What the task requires:
Here you must reproduce each line of the data exactly.

= = = =

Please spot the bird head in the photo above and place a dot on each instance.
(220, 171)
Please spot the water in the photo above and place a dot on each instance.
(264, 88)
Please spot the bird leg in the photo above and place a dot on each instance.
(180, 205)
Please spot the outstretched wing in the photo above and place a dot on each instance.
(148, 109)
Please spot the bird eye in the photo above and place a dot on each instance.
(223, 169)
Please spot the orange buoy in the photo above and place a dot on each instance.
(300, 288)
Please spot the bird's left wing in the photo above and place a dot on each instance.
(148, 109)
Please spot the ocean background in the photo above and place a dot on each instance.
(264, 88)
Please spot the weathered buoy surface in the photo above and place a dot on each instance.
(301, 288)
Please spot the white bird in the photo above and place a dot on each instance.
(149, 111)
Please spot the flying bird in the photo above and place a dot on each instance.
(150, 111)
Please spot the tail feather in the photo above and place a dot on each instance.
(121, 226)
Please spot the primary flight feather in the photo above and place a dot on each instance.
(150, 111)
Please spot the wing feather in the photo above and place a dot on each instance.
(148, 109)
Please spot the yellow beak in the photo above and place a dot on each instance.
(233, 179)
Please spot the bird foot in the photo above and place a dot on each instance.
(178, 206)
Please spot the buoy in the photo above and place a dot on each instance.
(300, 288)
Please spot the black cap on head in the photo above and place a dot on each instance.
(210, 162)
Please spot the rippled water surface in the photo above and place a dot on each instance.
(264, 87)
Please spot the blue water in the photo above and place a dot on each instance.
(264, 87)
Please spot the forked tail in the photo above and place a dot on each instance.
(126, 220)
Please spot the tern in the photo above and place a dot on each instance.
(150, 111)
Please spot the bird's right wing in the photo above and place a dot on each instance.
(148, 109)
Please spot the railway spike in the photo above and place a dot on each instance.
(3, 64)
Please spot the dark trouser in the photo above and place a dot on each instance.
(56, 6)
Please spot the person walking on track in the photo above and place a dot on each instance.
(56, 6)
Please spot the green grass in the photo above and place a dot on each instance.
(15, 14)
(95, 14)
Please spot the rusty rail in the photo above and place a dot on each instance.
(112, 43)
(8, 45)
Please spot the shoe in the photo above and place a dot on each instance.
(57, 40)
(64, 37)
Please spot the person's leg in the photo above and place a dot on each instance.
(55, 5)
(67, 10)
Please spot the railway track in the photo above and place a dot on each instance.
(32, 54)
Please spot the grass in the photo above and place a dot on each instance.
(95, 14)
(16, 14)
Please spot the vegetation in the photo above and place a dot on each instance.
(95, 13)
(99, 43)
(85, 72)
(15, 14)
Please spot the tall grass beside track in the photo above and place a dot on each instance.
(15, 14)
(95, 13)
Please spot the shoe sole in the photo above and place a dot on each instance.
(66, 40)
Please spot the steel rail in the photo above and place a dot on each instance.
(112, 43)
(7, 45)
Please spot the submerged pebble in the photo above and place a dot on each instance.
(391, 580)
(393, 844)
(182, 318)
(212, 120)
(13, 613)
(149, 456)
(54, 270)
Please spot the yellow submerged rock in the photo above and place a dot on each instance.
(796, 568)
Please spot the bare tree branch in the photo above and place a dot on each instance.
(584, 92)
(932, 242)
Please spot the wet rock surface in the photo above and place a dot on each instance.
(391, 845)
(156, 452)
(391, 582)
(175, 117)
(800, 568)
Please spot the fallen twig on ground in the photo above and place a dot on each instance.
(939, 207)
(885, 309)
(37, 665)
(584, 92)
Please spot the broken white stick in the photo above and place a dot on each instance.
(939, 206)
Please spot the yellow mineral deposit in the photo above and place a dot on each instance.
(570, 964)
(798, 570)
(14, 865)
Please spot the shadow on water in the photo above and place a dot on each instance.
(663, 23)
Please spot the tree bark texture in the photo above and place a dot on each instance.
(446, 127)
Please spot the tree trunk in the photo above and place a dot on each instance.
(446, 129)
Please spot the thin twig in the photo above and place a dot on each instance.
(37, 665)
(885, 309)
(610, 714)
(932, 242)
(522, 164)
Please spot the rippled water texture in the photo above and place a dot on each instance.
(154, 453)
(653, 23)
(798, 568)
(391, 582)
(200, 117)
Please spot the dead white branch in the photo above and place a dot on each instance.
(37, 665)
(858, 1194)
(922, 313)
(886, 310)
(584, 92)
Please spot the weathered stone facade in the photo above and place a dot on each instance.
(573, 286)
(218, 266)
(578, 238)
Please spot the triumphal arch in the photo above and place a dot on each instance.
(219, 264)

= = = =

Output:
Please spot the bird head in the photo above and place a dot on each instance.
(220, 171)
Please spot the water in the photo above and place a dot on each instance.
(264, 88)
Please spot the bird leg in the photo above and place a dot on each instance.
(180, 205)
Please spot the outstretched wing in the photo above and place a dot on each instance.
(148, 109)
Please spot the bird eye in the photo above and place a dot on each instance.
(223, 169)
Please spot the orange buoy in the photo above and place a dot on each instance.
(300, 288)
Please spot the bird's left wing in the photo above and place a dot on each instance.
(148, 109)
Please spot the ocean background in the photo above and place a dot on each instance.
(264, 88)
Please spot the weathered buoy surface in the photo above and place a dot on each instance.
(301, 288)
Please spot the white bird in the photo above and place a dot on each instance.
(149, 111)
Please spot the flying bird in the photo above and place a dot on each instance.
(150, 111)
Please spot the tail feather in the photo above and place a dot on each instance.
(121, 226)
Please spot the primary flight feather in the photo above and place a dot on each instance.
(150, 111)
Please spot the wing feather in the photo above and place a dot on each instance.
(148, 109)
Please spot the yellow beak in the photo above and place a dot on each instance.
(233, 179)
Please spot the bird foot in the photo above and place a dot on each instance.
(178, 206)
Please spot the buoy in the photo above and place a dot on each instance.
(300, 288)
Please spot the black cap on head in the photo above and place a dot on each instance.
(210, 162)
Please spot the rippled water surface in the photo above and place a dot on each instance.
(264, 87)
Please spot the blue water in the photo above and place a dot on each instance.
(264, 87)
Please spot the forked tail in the photo above and place a dot on each instance.
(126, 220)
Please spot the tern in the photo above and place a dot on each instance.
(150, 111)
Please spot the bird's right wing in the photo above and place a dot on each instance.
(148, 109)
Please spot the railway spike in the photo above and place a dot on each instance.
(3, 64)
Please spot the dark trouser in the photo above and place a dot on each instance.
(56, 6)
Please spot the person walking on track in the photo above and place a dot on each instance.
(56, 6)
Please spot the green grass in the photo above and place a dot on each instance.
(15, 14)
(95, 14)
Please spot the rusty rail in the photo above and place a dot on each instance.
(112, 43)
(8, 45)
Please spot the shoe in the photo above and place a dot on each instance.
(57, 40)
(64, 37)
Please spot the person's leg in the photo above and place a dot on each instance.
(55, 5)
(67, 10)
Please spot the railway track in the photo above and place a dot on each instance.
(32, 54)
Please spot the grass in the photo above and place a dot on each instance.
(95, 14)
(16, 14)
Please spot the vegetation in the photo above and place a dot on each instance.
(95, 13)
(99, 43)
(85, 72)
(15, 14)
Please spot the tall grass beside track in the photo above and place a dot on each instance.
(15, 14)
(95, 13)
Please spot the shoe sole in the photo above and place a dot on each instance.
(66, 40)
Please spot the steel rail in the photo above and place a dot on each instance.
(112, 43)
(7, 45)
Please spot the submerged pebble in the photo above and place a dot on each instance.
(391, 580)
(393, 844)
(182, 318)
(212, 120)
(13, 613)
(149, 456)
(54, 270)
Please spot the yellow submerged rock in the photo above and place a dot on each instance.
(796, 568)
Please spot the bare tree branch in the photo above and place a dot on each instance.
(584, 92)
(932, 242)
Please spot the wet rock surface in the photo above and place a dot on each instance.
(391, 845)
(156, 452)
(391, 582)
(175, 117)
(800, 568)
Please spot the fallen twig on ground in the photo above and place a dot on each instance.
(939, 207)
(885, 309)
(37, 665)
(584, 92)
Please spot the broken white stick in the photo above and place a dot on each instance.
(939, 206)
Please spot the yellow mineral deposit in the photo above and place a dot on each instance.
(570, 964)
(798, 570)
(14, 865)
Please spot the shadow on water in the photo above and place a dot on each instance.
(663, 23)
Please spot the tree bark texture in the photo above and place a dot on each instance.
(446, 127)
Please spot the tree trunk in the photo above and place a dot on each instance.
(446, 129)
Please spot the thin twig in the photo above and place a dot on each instance.
(37, 665)
(885, 309)
(610, 714)
(932, 242)
(522, 164)
Please spot the rippled water texture in the photo above and place a dot on each instance.
(154, 453)
(653, 23)
(798, 568)
(391, 582)
(200, 117)
Please spot the dead white branch in the photo above and place a dot on each instance.
(37, 665)
(858, 1194)
(922, 313)
(886, 310)
(584, 92)
Please spot the weathered stone facade in the photo above and place a dot on each instance.
(573, 286)
(218, 266)
(578, 238)
Please spot the triumphal arch in the photo above and place a dot on each instance.
(219, 264)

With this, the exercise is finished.